## BEGIN

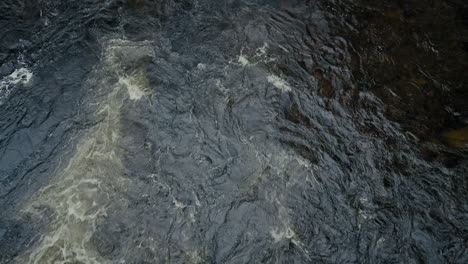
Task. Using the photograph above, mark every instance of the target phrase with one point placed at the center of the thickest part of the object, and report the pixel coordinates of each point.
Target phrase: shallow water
(234, 131)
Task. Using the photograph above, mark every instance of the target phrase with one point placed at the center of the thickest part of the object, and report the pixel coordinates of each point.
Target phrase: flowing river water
(236, 131)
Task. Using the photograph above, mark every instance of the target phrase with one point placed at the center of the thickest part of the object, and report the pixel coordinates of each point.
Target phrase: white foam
(243, 60)
(279, 83)
(135, 86)
(21, 75)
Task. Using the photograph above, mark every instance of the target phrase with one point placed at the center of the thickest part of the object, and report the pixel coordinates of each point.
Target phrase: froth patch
(21, 75)
(279, 83)
(135, 84)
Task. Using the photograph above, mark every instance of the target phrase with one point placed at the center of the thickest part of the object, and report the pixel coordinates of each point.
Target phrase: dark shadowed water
(236, 131)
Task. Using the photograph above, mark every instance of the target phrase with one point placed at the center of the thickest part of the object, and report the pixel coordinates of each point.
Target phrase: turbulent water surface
(234, 131)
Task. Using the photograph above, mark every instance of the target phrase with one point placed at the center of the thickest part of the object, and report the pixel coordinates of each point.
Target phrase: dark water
(237, 131)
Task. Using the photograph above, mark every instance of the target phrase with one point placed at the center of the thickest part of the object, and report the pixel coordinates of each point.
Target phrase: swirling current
(233, 131)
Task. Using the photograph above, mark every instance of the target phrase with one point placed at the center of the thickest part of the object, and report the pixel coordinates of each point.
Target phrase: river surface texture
(233, 131)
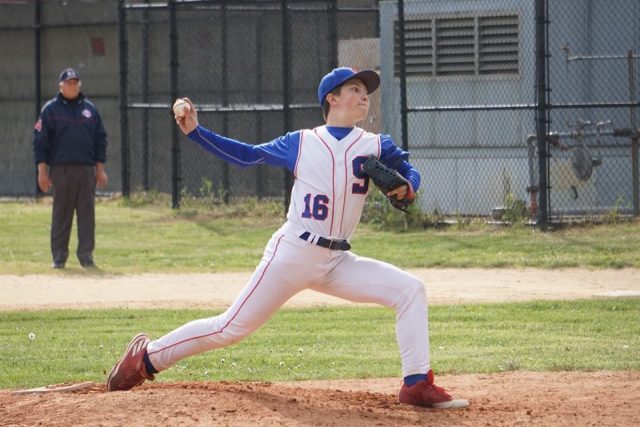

## END

● **EXERCISE PROMPT**:
Identify every line in the records that contains the word "river" and copy each of those lines.

● **WRITTEN REPLY**:
Target phrase: flowing river water
Target phrase: river surface texture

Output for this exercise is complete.